Entre las diversas definiciones existentes (Van der Zwan, 2014), aquí se opta por considerarla un modo de acumulación de capital que otorga especial protagonismo a un sistema financiero cuya función principal ya no es tan solo la provisión de capital para apoyar la economía productiva, sino sobre todo la generación de dinero ficticio (Durand, 2018) mediante la concesión de grandes volúmenes de crédito a empresas o particulares con un elevado apalancamiento o escaso soporte de recursos propios, junto al intercambio acelerado de diferentes tipos de activos (acciones, bonos, títulos de deuda, derivados…) en los mercados financieros. Supone, por tanto, el paso «de una dinámica económica estructurada en torno al sector industrial hacia otra en que ese papel pasó a ser cumplido por el sector financiero» (De Mattos, 2016: 32), aquejado de una creciente hipertrofia.

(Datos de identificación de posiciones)
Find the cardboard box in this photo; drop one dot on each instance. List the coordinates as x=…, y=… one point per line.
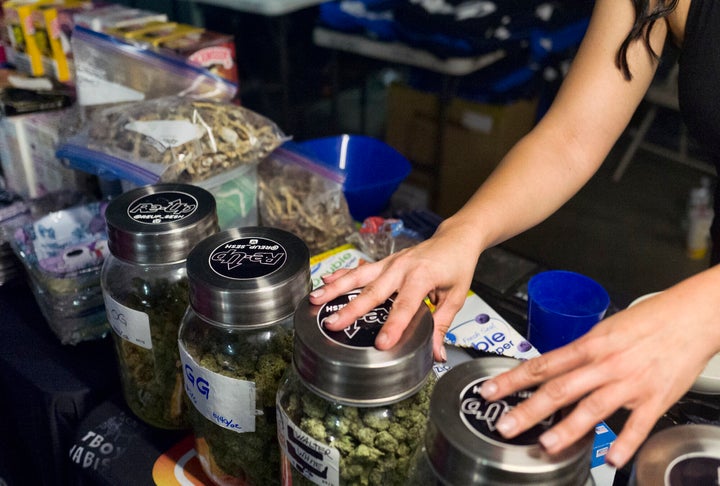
x=475, y=138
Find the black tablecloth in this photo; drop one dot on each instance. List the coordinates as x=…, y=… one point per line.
x=47, y=388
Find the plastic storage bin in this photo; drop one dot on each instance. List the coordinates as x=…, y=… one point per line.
x=372, y=169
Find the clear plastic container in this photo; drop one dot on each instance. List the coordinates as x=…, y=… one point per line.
x=236, y=343
x=151, y=230
x=349, y=413
x=462, y=447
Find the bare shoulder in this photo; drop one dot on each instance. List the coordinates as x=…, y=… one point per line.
x=677, y=20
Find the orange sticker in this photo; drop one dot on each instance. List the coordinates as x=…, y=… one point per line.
x=180, y=465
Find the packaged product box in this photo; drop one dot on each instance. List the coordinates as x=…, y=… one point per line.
x=210, y=50
x=475, y=137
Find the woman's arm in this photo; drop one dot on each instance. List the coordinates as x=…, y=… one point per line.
x=544, y=170
x=643, y=359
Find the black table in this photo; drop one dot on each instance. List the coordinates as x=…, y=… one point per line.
x=47, y=388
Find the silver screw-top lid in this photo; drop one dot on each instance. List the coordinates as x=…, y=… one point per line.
x=463, y=446
x=159, y=223
x=345, y=367
x=683, y=455
x=249, y=276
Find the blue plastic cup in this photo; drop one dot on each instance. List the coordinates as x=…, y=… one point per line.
x=562, y=306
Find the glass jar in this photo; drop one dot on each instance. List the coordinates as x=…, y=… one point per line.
x=349, y=413
x=461, y=446
x=151, y=230
x=682, y=455
x=235, y=344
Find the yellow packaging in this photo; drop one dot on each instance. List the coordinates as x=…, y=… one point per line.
x=26, y=54
x=47, y=38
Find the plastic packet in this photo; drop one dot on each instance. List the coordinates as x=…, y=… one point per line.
x=110, y=70
x=63, y=252
x=379, y=237
x=304, y=197
x=170, y=139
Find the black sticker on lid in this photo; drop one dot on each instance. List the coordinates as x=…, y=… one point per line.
x=693, y=471
x=248, y=258
x=362, y=333
x=162, y=207
x=481, y=416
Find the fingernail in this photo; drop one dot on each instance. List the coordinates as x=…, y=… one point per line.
x=549, y=439
x=382, y=339
x=506, y=425
x=613, y=458
x=488, y=389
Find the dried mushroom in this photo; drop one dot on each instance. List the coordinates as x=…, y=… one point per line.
x=191, y=139
x=294, y=198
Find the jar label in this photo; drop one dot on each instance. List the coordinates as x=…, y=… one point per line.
x=227, y=402
x=318, y=462
x=162, y=207
x=129, y=324
x=248, y=258
x=695, y=468
x=480, y=416
x=362, y=333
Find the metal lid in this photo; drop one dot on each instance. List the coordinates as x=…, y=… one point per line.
x=683, y=455
x=346, y=367
x=464, y=447
x=159, y=223
x=248, y=276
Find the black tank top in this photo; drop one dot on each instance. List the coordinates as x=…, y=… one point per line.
x=699, y=89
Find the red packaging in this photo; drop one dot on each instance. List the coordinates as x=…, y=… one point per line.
x=211, y=50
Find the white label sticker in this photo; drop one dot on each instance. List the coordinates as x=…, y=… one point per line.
x=225, y=401
x=167, y=133
x=318, y=462
x=34, y=84
x=129, y=324
x=92, y=90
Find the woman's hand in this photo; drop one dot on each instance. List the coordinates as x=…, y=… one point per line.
x=643, y=359
x=440, y=268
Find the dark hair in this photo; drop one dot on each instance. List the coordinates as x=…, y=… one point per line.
x=644, y=22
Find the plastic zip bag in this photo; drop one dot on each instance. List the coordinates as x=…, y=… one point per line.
x=110, y=70
x=304, y=197
x=171, y=139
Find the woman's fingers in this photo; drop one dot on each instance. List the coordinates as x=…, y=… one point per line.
x=535, y=371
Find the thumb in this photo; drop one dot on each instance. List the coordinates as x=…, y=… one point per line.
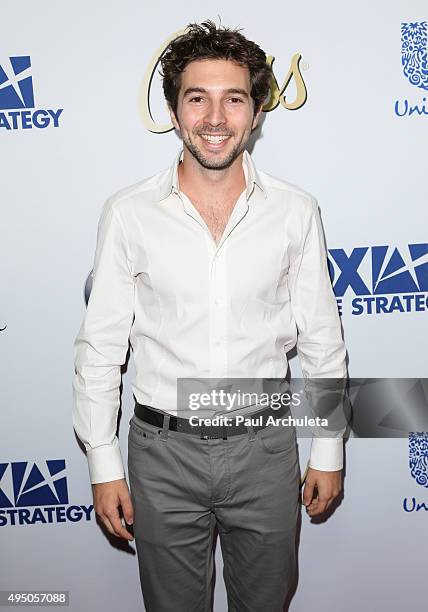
x=127, y=509
x=308, y=493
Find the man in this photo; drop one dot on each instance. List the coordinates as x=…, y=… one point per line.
x=209, y=269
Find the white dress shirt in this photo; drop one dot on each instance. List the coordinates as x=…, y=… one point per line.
x=191, y=308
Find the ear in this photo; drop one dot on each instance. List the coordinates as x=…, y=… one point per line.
x=173, y=118
x=257, y=117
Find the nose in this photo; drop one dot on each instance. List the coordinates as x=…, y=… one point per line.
x=215, y=114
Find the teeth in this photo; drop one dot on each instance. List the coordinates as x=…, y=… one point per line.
x=214, y=139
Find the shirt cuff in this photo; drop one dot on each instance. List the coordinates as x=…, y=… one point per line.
x=326, y=454
x=105, y=463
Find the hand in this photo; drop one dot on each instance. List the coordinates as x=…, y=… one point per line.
x=328, y=486
x=108, y=496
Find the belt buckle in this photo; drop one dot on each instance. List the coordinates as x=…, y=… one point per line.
x=221, y=429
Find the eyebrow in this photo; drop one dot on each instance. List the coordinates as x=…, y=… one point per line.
x=236, y=90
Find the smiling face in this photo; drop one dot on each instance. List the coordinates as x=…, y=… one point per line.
x=215, y=113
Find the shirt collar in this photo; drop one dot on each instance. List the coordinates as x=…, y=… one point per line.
x=170, y=185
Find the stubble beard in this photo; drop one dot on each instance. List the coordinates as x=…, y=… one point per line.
x=213, y=164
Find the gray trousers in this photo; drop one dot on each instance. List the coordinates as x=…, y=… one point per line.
x=183, y=486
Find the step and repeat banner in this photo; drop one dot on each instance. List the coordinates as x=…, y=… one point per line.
x=81, y=116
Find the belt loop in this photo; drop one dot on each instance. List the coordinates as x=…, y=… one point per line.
x=251, y=433
x=165, y=428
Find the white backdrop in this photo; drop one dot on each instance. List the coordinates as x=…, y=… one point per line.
x=346, y=145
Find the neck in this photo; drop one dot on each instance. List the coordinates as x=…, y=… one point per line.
x=210, y=184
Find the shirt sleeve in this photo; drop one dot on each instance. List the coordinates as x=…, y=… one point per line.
x=100, y=349
x=320, y=345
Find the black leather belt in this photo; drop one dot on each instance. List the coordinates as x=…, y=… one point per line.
x=154, y=417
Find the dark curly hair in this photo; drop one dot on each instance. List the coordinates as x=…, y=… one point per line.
x=207, y=41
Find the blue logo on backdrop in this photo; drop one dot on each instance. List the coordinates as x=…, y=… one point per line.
x=37, y=493
x=418, y=464
x=414, y=42
x=384, y=278
x=16, y=93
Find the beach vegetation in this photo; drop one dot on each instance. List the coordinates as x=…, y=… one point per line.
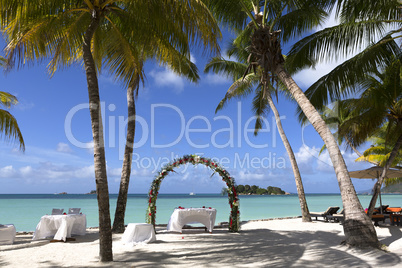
x=99, y=34
x=264, y=91
x=9, y=128
x=268, y=24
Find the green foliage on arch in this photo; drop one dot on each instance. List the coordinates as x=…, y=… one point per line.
x=234, y=218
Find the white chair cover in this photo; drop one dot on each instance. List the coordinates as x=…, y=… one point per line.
x=7, y=234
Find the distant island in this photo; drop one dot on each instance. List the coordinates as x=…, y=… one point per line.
x=92, y=192
x=256, y=190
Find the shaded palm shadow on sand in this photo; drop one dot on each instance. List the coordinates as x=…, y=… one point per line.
x=257, y=248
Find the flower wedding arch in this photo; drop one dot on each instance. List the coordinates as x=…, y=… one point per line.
x=234, y=218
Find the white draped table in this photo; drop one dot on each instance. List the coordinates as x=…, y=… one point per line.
x=183, y=216
x=60, y=226
x=7, y=234
x=138, y=233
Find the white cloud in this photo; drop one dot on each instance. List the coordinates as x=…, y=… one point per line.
x=216, y=79
x=167, y=77
x=7, y=172
x=63, y=148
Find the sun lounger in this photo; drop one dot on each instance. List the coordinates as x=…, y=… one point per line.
x=330, y=211
x=337, y=217
x=57, y=211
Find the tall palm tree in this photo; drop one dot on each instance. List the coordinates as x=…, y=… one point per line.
x=335, y=117
x=177, y=63
x=242, y=87
x=273, y=22
x=94, y=30
x=8, y=124
x=372, y=26
x=379, y=103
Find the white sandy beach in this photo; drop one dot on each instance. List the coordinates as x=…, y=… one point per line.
x=268, y=243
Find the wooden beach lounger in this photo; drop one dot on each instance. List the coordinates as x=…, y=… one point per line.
x=324, y=214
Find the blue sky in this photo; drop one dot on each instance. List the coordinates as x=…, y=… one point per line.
x=175, y=118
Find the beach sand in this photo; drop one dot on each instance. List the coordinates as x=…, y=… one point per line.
x=265, y=243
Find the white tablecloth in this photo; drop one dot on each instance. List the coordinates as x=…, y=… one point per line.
x=60, y=226
x=138, y=233
x=7, y=234
x=181, y=217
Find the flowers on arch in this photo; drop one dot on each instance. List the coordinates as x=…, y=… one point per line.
x=234, y=218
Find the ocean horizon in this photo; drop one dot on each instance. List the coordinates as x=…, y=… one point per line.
x=25, y=210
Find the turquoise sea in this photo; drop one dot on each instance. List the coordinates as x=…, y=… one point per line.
x=25, y=210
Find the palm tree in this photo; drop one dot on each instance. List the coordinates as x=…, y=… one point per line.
x=8, y=123
x=379, y=152
x=94, y=30
x=374, y=27
x=379, y=103
x=335, y=118
x=179, y=64
x=242, y=87
x=281, y=21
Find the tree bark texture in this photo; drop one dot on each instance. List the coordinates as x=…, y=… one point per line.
x=358, y=228
x=105, y=231
x=299, y=184
x=118, y=223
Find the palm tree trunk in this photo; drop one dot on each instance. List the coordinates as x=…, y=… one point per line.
x=299, y=184
x=105, y=232
x=358, y=228
x=380, y=181
x=118, y=223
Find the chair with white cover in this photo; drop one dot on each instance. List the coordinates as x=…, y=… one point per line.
x=74, y=210
x=7, y=234
x=57, y=211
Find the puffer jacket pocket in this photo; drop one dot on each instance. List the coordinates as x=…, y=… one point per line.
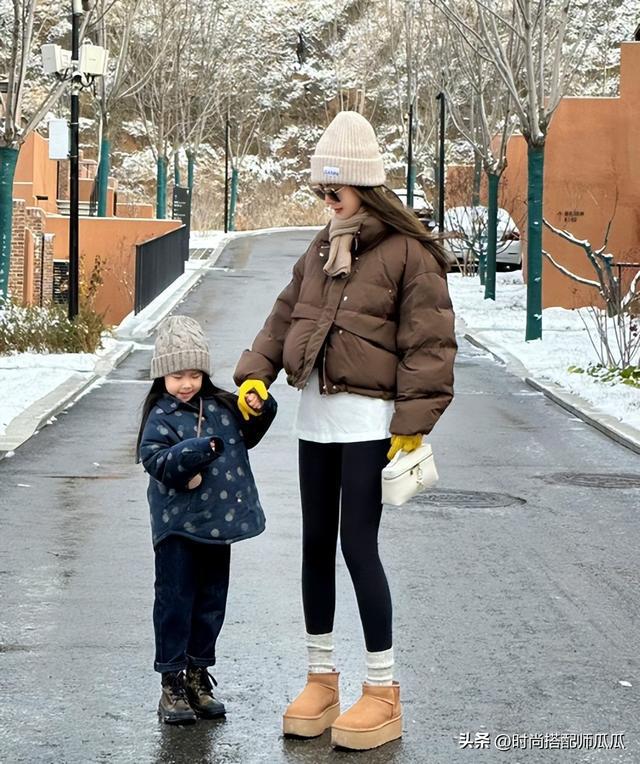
x=303, y=322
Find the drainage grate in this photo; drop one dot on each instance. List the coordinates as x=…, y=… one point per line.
x=466, y=499
x=595, y=480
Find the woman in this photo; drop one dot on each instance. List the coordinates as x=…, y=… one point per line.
x=366, y=330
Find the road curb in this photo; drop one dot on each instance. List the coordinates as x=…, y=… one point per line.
x=131, y=329
x=624, y=434
x=22, y=427
x=139, y=327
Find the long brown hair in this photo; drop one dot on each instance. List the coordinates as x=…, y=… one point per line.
x=387, y=207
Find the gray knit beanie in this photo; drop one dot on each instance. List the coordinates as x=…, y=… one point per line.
x=348, y=154
x=180, y=345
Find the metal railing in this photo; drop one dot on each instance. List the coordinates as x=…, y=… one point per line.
x=159, y=262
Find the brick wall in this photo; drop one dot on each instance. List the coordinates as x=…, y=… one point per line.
x=43, y=258
x=40, y=283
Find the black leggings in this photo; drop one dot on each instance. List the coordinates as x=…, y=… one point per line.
x=325, y=470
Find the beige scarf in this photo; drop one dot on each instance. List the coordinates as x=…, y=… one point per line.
x=341, y=233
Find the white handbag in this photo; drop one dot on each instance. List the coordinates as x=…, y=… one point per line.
x=407, y=474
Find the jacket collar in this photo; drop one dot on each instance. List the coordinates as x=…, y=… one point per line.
x=169, y=404
x=371, y=233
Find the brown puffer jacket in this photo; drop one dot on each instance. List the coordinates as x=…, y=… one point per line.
x=386, y=330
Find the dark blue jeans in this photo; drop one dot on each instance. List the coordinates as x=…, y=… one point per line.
x=192, y=580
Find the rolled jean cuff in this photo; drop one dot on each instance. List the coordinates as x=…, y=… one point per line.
x=163, y=668
x=201, y=662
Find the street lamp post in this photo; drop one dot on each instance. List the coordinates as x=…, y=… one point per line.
x=74, y=164
x=441, y=98
x=80, y=66
x=226, y=175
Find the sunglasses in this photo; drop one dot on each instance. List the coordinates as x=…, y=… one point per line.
x=323, y=191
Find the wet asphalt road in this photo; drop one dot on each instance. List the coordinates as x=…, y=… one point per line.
x=516, y=593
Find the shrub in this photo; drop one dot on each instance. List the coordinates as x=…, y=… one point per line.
x=37, y=329
x=48, y=330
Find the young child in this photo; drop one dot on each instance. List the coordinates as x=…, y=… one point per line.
x=202, y=495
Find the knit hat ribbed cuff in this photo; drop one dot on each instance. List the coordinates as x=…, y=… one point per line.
x=347, y=153
x=180, y=360
x=347, y=172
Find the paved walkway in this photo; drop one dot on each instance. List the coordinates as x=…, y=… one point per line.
x=516, y=593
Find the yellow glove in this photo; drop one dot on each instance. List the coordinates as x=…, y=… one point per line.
x=248, y=386
x=404, y=443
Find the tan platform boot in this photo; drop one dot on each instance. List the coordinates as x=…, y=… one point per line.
x=372, y=721
x=316, y=708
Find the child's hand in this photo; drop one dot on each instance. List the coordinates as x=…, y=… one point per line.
x=254, y=401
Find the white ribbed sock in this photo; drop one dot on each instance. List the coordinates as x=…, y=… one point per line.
x=320, y=652
x=380, y=667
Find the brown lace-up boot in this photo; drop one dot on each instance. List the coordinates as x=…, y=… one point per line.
x=174, y=707
x=200, y=693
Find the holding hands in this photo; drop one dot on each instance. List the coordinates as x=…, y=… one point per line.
x=251, y=395
x=406, y=443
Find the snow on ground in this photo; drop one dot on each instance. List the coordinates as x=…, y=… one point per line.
x=27, y=377
x=565, y=342
x=206, y=239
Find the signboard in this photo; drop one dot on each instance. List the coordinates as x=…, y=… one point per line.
x=58, y=139
x=182, y=205
x=61, y=282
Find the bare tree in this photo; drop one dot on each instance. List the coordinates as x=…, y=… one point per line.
x=480, y=108
x=114, y=24
x=157, y=55
x=536, y=82
x=616, y=340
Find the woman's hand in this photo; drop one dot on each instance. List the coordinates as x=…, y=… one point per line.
x=250, y=396
x=406, y=443
x=254, y=401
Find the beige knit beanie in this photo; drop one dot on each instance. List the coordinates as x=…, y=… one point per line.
x=347, y=154
x=180, y=344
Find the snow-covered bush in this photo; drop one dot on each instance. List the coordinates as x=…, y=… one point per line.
x=33, y=329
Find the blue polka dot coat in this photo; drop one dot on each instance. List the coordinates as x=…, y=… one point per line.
x=225, y=507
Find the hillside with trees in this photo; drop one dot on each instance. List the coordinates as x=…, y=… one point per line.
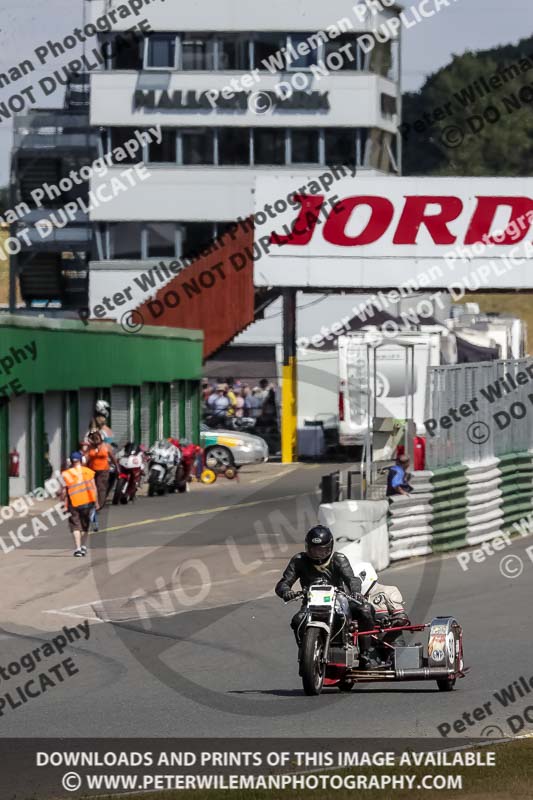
x=474, y=116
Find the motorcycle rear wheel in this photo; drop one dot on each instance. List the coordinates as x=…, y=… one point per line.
x=312, y=667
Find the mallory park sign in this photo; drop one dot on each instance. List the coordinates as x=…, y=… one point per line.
x=213, y=100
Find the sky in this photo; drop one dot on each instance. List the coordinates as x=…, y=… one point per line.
x=464, y=25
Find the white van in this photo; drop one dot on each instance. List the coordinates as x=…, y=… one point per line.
x=387, y=370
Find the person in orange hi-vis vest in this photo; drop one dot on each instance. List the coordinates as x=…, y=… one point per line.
x=79, y=492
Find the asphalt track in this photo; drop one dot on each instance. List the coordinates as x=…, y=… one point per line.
x=187, y=638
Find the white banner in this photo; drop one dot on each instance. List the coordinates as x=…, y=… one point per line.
x=385, y=232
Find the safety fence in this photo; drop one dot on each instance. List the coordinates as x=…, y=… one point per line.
x=462, y=505
x=477, y=411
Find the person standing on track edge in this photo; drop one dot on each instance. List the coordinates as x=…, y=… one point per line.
x=79, y=492
x=98, y=459
x=317, y=563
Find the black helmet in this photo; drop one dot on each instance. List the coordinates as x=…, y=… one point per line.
x=319, y=544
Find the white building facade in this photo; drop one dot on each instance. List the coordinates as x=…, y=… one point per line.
x=238, y=88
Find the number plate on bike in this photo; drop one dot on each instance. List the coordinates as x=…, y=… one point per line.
x=321, y=597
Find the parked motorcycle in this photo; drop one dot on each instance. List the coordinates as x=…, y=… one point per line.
x=166, y=470
x=130, y=471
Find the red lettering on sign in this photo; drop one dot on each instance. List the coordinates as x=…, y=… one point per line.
x=483, y=218
x=380, y=219
x=414, y=216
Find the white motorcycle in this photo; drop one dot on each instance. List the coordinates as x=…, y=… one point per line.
x=166, y=473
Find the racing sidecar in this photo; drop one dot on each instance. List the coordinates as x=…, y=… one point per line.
x=441, y=659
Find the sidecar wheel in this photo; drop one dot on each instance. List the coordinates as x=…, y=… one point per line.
x=446, y=684
x=345, y=685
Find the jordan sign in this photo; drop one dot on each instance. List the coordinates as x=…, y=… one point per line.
x=379, y=232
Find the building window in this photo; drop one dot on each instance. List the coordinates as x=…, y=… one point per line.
x=234, y=146
x=349, y=59
x=161, y=240
x=125, y=240
x=197, y=146
x=195, y=237
x=118, y=137
x=122, y=52
x=307, y=59
x=163, y=152
x=161, y=51
x=233, y=52
x=266, y=46
x=197, y=51
x=269, y=146
x=340, y=146
x=305, y=146
x=381, y=58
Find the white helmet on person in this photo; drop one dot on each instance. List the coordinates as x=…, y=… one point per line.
x=102, y=408
x=367, y=574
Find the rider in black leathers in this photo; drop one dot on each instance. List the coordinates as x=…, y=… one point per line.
x=317, y=563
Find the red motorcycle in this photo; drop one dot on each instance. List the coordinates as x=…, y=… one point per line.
x=130, y=471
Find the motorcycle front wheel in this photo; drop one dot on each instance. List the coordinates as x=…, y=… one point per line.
x=312, y=667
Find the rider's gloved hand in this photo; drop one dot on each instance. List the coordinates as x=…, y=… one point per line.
x=289, y=596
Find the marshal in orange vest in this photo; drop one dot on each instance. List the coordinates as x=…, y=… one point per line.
x=80, y=486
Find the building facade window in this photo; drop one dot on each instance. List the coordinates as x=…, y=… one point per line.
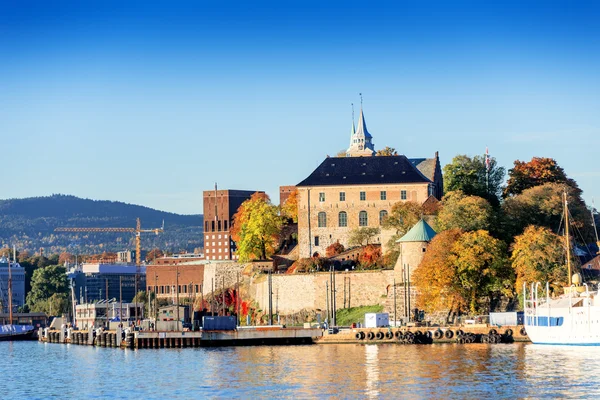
x=363, y=219
x=343, y=219
x=322, y=217
x=382, y=216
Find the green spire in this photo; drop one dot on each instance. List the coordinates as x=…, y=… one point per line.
x=421, y=232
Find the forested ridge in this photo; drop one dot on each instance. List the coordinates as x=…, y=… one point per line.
x=29, y=224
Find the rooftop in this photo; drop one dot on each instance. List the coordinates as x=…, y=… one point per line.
x=335, y=171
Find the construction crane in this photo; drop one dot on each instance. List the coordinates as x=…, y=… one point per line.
x=137, y=231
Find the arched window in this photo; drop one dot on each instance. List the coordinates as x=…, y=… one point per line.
x=322, y=220
x=382, y=216
x=343, y=219
x=363, y=220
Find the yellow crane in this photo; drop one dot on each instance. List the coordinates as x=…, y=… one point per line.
x=138, y=242
x=137, y=231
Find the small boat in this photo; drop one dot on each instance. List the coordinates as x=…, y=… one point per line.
x=8, y=330
x=571, y=319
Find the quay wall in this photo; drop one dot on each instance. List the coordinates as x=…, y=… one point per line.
x=296, y=292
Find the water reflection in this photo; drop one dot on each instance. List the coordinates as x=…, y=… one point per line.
x=342, y=371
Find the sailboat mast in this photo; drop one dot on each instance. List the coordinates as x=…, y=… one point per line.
x=594, y=224
x=567, y=239
x=9, y=293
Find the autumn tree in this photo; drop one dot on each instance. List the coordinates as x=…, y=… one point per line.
x=362, y=236
x=370, y=257
x=49, y=290
x=468, y=213
x=482, y=269
x=435, y=276
x=65, y=257
x=461, y=271
x=289, y=209
x=538, y=255
x=543, y=206
x=334, y=249
x=538, y=171
x=387, y=151
x=256, y=228
x=471, y=176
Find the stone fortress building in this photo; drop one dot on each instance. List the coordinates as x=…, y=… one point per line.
x=359, y=190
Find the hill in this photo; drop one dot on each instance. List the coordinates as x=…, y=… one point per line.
x=29, y=224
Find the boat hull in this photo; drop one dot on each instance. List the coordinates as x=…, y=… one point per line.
x=563, y=326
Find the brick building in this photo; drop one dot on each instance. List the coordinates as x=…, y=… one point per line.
x=219, y=208
x=284, y=193
x=163, y=280
x=359, y=190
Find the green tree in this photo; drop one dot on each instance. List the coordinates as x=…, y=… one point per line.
x=543, y=206
x=49, y=290
x=435, y=277
x=256, y=228
x=387, y=151
x=362, y=236
x=469, y=213
x=538, y=171
x=469, y=175
x=538, y=255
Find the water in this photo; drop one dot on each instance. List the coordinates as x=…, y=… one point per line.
x=35, y=370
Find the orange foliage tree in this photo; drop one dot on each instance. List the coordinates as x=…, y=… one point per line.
x=370, y=257
x=435, y=275
x=334, y=249
x=538, y=171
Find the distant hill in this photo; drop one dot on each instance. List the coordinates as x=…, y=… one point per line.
x=29, y=224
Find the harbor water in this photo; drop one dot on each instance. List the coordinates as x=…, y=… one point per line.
x=33, y=370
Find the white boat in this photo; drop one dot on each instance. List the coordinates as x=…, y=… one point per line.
x=571, y=319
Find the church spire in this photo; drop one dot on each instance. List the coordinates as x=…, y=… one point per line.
x=361, y=141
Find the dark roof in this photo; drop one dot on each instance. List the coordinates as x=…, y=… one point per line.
x=425, y=165
x=364, y=171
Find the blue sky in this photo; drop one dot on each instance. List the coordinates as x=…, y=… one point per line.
x=153, y=103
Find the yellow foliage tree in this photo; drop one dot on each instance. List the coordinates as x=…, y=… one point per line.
x=460, y=269
x=256, y=228
x=469, y=213
x=538, y=256
x=435, y=276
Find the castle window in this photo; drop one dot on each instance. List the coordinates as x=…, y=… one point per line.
x=343, y=219
x=363, y=219
x=382, y=216
x=322, y=220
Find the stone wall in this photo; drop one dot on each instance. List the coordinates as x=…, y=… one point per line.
x=219, y=270
x=295, y=292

> [Tarea requerida 1]:
Responde según el extracto sobre el sistema financiero:
(a) ¿Qué autor y año se citan junto a la expresión «dinero ficticio»?
(b) ¿Qué tipos de activos se enumeran entre paréntesis?
(c) Según la cita de De Mattos, ¿en torno a qué sector estaba estructurada antes la dinámica económica?
> [Tarea requerida 2]:
Actualiza el extracto sobre el sistema financiero: escribe de nuevo todo lo que va desde "Entre las diversas" hasta "una creciente hipertrofia.", con "expansión" en lugar de "hipertrofia".

> [Respuesta 1]:
(a) Durand, 2018.
(b) Acciones, bonos, títulos de deuda y derivados.
(c) En torno al sector industrial.

> [Respuesta 2]:
Entre las diversas definiciones existentes (Van der Zwan, 2014), aquí se opta por considerarla un modo de acumulación de capital que otorga especial protagonismo a un sistema financiero cuya función principal ya no es tan solo la provisión de capital para apoyar la economía productiva, sino sobre todo la generación de dinero ficticio (Durand, 2018) mediante la concesión de grandes volúmenes de crédito a empresas o particulares con un elevado apalancamiento o escaso soporte de recursos propios, junto al intercambio acelerado de diferentes tipos de activos (acciones, bonos, títulos de deuda, derivados…) en los mercados financieros. Supone, por tanto, el paso «de una dinámica económica estructurada en torno al sector industrial hacia otra en que ese papel pasó a ser cumplido por el sector financiero» (De Mattos, 2016: 32), aquejado de una creciente expansión.